* **Supplied passage**

Import formats for Corpora

Import formats of Gargantext

For all types of imports

The files must be uploaded to the compressed archive format zip (.zip). Whether you have one or more files, you need all in one zip archive.

The corpus of import marks the beginning of an analysis, it operates from the page listing projects:

http://gargantext.org/projects/projectId

Types of import description

CSV

Download a csv sample

The CSV format Gargantext includes:

A UTF8 character set
Tab as the field separator
Field delimiter with quotes (« )

It is highly recommended to use a free text editor such as LibreOffice or OpenOffice, some proprietary vendors tend to impose their CSV format.

Under LibreOffice for example, when you ‘save as’ your document, click on ‘edit settings filter’

Then choose the parameters as follows:

With Excel
1. Open the file with Excel by selecting all cells (select the first cell and then Ctrl + A or Cmd + A on Mac)
2. Save the file by specifying it as a CSV file (.csv)

The file itself should contain the following fields with a first line of headers described in brackets:
– title of the document [title]
– content of the document [abstract]
– date of the document [publication_year]
– authors [authors]
– source of the document (ex : title of the journal) [source]
– month of the publication (if not indicated, put the number ‘1’) [publication_month]
– day of the publication (if not indicated, put the number ‘1’) [publication_day]

Compress the file as a .zip file before uploading to Gargantext.

Note that you can download any of your corpora to the latest CSV file format with the « export corpus » button at the top right corner of the document view.

* **Task set**
1. Answer these from the page on Gargantext import formats:
(a) In what archive format must files be uploaded?
(b) What character is used as the field separator in the CSV format?
(c) What number goes in the publication month field if the month is not indicated?
2. Reproduce the page on Gargantext import formats word for word, from "A UTF8 character" up to and including "CSV file (.csv)".
The data below come from a separate source.

* **Source information**
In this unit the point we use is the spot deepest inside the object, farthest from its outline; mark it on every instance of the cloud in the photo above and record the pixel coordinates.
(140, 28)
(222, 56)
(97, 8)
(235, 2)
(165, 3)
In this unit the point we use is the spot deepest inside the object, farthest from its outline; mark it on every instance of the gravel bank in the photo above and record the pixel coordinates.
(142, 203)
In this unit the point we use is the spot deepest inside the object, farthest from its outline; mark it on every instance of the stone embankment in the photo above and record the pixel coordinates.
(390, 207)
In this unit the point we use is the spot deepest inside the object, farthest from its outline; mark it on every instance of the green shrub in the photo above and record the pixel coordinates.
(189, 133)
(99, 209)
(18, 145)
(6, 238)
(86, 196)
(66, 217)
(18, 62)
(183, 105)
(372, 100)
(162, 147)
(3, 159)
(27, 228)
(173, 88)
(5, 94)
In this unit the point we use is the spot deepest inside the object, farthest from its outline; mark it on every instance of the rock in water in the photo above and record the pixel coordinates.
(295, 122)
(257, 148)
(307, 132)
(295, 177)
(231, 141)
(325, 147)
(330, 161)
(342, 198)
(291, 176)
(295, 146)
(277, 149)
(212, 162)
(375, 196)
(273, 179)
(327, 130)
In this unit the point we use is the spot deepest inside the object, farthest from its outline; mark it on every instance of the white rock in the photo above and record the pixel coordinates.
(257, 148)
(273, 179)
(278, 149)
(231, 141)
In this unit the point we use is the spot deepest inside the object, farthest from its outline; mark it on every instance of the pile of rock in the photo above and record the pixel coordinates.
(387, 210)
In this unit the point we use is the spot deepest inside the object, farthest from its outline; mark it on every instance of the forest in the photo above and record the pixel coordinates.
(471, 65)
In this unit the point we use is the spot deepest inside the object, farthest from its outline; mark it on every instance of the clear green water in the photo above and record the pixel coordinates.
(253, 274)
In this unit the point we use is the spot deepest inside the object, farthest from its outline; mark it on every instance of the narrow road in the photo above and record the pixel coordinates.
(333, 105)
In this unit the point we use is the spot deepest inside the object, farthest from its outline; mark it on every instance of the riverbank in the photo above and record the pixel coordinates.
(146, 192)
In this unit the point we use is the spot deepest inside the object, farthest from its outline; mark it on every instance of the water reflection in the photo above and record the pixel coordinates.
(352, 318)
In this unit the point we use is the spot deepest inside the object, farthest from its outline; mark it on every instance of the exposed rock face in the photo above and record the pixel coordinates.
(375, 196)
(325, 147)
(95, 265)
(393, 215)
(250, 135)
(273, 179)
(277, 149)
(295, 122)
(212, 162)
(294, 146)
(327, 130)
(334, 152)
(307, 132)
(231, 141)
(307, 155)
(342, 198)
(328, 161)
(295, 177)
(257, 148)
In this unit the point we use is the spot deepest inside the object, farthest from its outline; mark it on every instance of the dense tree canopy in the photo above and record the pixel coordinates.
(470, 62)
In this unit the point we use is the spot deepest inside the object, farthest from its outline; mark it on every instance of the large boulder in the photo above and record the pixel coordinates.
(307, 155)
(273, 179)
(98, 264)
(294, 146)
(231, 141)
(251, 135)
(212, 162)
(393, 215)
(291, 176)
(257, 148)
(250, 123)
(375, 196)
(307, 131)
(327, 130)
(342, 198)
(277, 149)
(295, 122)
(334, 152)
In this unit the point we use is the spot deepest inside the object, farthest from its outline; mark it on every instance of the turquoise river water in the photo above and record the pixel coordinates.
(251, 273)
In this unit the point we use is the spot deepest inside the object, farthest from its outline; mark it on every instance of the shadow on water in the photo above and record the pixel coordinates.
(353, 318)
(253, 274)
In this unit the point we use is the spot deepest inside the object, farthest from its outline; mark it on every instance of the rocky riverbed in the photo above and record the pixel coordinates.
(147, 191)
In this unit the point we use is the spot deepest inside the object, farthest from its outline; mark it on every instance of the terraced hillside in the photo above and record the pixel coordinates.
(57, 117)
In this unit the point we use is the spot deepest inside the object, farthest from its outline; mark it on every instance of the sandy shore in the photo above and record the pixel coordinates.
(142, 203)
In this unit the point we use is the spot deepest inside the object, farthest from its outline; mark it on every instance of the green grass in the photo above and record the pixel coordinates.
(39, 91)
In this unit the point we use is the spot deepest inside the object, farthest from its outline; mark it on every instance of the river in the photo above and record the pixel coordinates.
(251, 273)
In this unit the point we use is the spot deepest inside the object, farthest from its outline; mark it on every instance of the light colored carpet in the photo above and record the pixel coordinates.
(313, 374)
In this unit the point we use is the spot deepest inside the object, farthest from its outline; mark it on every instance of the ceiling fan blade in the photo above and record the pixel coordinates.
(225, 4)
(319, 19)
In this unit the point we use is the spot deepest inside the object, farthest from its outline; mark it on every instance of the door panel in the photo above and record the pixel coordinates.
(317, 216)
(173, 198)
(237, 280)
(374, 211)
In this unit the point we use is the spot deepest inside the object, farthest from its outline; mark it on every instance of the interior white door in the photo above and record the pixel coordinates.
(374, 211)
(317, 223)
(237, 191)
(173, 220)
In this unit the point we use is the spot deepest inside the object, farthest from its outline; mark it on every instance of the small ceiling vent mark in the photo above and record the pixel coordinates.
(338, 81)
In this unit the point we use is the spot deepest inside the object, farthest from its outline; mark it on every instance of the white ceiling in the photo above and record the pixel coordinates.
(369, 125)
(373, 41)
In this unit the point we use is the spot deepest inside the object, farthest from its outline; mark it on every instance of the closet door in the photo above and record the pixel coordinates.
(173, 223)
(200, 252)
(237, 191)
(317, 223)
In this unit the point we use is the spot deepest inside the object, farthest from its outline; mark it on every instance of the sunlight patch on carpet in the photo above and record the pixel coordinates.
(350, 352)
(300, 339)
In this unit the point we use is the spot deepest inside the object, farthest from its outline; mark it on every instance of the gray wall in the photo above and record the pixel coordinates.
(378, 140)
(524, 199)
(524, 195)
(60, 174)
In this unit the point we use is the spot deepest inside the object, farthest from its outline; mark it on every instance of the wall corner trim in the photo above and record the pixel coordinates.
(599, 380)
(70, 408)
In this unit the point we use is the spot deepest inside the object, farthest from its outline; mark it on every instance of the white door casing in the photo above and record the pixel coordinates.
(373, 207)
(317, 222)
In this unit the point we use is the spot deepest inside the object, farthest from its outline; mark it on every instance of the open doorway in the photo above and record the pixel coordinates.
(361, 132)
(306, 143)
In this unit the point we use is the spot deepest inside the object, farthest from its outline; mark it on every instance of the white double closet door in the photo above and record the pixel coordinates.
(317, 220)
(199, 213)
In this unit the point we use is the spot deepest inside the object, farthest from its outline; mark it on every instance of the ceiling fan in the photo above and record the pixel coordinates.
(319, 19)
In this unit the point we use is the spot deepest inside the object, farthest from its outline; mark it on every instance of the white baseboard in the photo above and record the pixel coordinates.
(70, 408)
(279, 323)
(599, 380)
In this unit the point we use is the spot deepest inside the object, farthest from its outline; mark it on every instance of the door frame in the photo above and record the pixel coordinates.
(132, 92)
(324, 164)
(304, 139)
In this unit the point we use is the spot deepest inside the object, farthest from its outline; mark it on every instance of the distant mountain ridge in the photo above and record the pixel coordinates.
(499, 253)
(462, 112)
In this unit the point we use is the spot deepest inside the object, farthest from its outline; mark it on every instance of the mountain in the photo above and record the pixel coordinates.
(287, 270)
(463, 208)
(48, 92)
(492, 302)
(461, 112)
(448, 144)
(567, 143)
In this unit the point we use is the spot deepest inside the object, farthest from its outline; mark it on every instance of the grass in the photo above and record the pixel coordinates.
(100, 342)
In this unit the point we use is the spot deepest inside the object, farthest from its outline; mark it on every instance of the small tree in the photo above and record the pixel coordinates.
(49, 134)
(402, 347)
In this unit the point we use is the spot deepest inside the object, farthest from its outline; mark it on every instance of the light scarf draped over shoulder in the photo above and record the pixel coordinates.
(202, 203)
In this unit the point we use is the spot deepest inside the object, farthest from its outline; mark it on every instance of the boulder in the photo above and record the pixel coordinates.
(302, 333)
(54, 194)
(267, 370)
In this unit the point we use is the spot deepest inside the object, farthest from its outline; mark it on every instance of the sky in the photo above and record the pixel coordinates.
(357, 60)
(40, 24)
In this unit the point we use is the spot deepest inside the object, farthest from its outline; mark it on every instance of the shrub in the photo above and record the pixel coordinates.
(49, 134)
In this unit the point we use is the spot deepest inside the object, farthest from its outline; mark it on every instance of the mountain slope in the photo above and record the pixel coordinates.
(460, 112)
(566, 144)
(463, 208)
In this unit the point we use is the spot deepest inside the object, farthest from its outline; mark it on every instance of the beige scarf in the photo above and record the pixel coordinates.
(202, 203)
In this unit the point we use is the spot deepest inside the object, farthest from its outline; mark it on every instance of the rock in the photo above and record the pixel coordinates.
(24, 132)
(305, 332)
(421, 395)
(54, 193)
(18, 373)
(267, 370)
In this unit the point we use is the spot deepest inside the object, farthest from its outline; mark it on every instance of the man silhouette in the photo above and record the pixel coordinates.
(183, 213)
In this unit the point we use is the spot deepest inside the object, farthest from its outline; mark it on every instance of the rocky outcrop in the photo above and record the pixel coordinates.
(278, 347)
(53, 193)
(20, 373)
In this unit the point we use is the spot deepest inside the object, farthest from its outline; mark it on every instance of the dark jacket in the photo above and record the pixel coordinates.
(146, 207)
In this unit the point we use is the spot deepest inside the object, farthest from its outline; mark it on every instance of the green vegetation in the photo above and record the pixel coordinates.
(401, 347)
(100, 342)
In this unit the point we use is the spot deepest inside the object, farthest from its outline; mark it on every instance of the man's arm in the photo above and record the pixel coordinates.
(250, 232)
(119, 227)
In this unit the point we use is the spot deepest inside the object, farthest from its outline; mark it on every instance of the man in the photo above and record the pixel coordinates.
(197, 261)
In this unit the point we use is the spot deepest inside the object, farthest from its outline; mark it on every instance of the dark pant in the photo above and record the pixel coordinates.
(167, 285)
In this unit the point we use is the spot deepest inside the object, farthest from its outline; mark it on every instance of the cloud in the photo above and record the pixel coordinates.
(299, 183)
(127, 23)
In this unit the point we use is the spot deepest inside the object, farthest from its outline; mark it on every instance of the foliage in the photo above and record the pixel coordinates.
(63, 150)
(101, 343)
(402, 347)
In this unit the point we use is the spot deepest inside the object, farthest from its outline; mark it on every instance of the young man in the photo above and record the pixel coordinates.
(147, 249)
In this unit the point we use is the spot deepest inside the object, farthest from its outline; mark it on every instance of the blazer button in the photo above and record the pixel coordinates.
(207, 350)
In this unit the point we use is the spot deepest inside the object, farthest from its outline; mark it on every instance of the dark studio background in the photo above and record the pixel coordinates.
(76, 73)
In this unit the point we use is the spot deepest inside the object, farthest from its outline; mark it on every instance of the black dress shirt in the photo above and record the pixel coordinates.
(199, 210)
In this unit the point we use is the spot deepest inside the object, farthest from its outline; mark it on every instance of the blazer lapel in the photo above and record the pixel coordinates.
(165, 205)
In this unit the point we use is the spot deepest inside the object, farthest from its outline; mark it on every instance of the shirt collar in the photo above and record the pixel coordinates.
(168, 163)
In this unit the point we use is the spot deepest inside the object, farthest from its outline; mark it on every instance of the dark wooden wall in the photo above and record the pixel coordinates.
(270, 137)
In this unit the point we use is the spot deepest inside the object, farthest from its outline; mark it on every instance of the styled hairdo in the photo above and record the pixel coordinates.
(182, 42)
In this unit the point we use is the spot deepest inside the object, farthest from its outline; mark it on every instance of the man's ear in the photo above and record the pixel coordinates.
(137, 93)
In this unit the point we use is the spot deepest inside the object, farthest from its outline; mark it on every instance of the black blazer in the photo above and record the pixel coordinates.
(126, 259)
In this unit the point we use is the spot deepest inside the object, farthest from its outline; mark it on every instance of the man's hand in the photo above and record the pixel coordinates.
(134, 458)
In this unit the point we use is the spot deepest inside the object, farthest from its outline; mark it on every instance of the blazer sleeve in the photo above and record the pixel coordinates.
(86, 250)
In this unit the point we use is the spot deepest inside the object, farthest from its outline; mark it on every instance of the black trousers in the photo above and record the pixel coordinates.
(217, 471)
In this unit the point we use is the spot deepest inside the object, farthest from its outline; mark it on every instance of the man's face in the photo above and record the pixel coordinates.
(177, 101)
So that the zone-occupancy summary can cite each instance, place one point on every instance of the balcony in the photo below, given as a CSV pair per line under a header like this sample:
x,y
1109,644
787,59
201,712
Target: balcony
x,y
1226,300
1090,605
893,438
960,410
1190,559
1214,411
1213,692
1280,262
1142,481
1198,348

* **Your written answers**
1.
(a) The compressed archive format zip (.zip)
(b) Tab
(c) 1

2.
A UTF8 character set
Tab as the field separator
Field delimiter with quotes (« )

It is highly recommended to use a free text editor such as LibreOffice or OpenOffice, some proprietary vendors tend to impose their CSV format.

Under LibreOffice for example, when you ‘save as’ your document, click on ‘edit settings filter’

Then choose the parameters as follows:

With Excel
1. Open the file with Excel by selecting all cells (select the first cell and then Ctrl + A or Cmd + A on Mac)
2. Save the file by specifying it as a CSV file (.csv)